— Teks Bacaan —
----------

Mengenal Kitab At-Tafsir wa al-Mufassirun Karya Husain Adz-Dzahabi
Kitab ini menjadi kajian di akademik
sumber: Republika
NYANTRI--Husain adz-Dzhabi merupakan ulama kontemporer yang lahir di desa Matubis pada tahun 1915 M. Kritikus tafsir yang menelisik penyimpangan-penyimpangan yang terjadi pada era klasik dan era kontemporer. Kitabnya, al-Tafair wa al-Mufassirun merupakan karyanya yang menjadi kajian di ranah akademik. Khususnya jurusan Tafsir Al-Qur’an. Kitab tersebut dikaji karena memuat komentar-komentarnya mengenai kitab-kitab tafsir secara rinci. Ia juga membahas persoalan pembubuhan tafsir, israiliyat dan penghapusan sanad pada tafsir.
Selain karya tersebut, Husain Adz-Dzahabi mempunyai karya yang lebih spesifik membahas penyimpangan-penyimpangan yang dilakukan oleh para mufassir, dari kalangan imam madzhab, sufi, filsafat, teologi dan sebagainya. Isu-isu tafsir dari produk kentemporer pun tidak luput dari pembahasannya. Dan banyak lagi karya beliau dalam bidang tafsir dan ulum Al-Qur’an. Selain dalam bidang keilmuan, Ia juga pernah dilantik oleh pemerintah Mesir sebagai Mentri waqaf pada tanggal 15 April 1975, kemudian berhenti pada tahun 1976.

----------

— Tantangan 1 —
Jawab pertanyaan berikut berdasarkan teks tentang Husain Adz-Dzahabi.
(a) Di desa mana ia lahir, dan pada tahun berapa?
(b) Di jurusan apa kitab karyanya khususnya dikaji?
(c) Pada tanggal berapa ia dilantik oleh pemerintah Mesir, dan pada tahun berapa ia berhenti?
— Tantangan 2 —
Kutip ulang baris-baris dari catatan, mulai dari baris yang memuat "light. Report pixel corners as JSON arrays." sampai baris yang memuat "[[750, 217, 784, 249], [880, 196, 908, 219]]". Kedua baris itu ikut disalin.

— Bahan Latihan —
----------

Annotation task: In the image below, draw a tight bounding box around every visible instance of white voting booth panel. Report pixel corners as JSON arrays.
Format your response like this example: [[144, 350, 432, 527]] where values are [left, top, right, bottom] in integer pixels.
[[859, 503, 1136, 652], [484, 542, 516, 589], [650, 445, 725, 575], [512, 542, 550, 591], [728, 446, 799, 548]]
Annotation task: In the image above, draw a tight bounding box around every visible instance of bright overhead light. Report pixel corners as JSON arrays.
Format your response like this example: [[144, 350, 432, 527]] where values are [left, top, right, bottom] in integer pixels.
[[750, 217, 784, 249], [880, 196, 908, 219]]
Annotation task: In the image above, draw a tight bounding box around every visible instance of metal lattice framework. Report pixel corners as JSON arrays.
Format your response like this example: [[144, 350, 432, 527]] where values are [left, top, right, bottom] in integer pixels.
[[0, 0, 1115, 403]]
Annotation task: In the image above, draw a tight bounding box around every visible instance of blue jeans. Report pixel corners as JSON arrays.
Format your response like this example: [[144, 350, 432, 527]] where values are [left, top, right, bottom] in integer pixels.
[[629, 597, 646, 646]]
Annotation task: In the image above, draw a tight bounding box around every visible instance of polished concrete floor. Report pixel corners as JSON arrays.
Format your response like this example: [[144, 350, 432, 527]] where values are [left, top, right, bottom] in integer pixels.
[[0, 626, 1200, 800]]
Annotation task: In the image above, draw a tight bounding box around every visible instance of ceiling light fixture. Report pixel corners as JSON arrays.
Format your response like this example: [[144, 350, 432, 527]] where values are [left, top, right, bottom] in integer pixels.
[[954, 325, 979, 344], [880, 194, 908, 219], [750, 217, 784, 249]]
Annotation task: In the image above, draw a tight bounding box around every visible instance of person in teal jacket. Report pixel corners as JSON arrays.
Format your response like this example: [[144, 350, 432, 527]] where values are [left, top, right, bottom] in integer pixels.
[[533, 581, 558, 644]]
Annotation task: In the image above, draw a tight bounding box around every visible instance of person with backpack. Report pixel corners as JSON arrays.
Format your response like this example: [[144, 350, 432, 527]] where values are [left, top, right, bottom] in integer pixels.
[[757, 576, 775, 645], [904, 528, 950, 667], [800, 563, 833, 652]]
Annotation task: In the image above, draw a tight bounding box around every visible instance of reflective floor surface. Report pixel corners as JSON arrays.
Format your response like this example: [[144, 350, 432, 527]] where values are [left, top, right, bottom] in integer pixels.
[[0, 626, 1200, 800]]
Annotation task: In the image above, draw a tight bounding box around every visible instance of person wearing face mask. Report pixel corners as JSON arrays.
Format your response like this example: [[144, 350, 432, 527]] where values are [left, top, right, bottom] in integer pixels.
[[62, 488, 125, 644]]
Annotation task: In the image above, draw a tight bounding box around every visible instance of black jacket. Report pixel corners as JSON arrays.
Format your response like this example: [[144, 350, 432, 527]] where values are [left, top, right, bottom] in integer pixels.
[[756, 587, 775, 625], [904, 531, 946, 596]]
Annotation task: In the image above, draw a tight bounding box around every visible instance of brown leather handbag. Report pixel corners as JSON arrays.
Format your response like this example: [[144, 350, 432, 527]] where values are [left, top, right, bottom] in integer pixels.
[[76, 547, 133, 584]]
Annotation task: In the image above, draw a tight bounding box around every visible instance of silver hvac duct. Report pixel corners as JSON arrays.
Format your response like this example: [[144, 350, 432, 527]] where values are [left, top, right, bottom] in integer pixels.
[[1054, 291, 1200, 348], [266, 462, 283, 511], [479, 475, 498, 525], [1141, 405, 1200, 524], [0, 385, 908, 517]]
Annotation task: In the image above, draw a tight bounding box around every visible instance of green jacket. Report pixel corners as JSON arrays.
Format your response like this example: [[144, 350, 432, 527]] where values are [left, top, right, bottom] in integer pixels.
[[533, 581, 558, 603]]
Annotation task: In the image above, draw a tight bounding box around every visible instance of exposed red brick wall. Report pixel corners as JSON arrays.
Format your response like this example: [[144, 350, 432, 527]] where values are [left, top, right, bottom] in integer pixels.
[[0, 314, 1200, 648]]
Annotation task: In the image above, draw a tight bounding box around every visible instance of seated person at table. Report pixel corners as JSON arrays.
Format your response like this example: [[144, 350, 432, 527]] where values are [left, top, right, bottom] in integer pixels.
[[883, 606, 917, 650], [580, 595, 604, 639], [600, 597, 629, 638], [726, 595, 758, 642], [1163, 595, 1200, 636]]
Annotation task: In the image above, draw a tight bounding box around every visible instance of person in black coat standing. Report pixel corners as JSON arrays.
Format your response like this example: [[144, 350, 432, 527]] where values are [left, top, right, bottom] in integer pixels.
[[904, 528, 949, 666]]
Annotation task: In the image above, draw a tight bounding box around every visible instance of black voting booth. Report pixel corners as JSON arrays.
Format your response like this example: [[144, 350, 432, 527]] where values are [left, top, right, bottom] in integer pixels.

----------

— Jawaban Benar 1 —
(a) Di desa Matubis, pada tahun 1915 M.
(b) Jurusan Tafsir Al-Qur’an.
(c) Dilantik pada 15 April 1975 dan berhenti pada tahun 1976.

— Jawaban Benar 2 —
Annotation task: In the image above, draw a tight bounding box around every visible instance of bright overhead light. Report pixel corners as JSON arrays.
Format your response like this example: [[144, 350, 432, 527]] where values are [left, top, right, bottom] in integer pixels.
[[750, 217, 784, 249], [880, 196, 908, 219]]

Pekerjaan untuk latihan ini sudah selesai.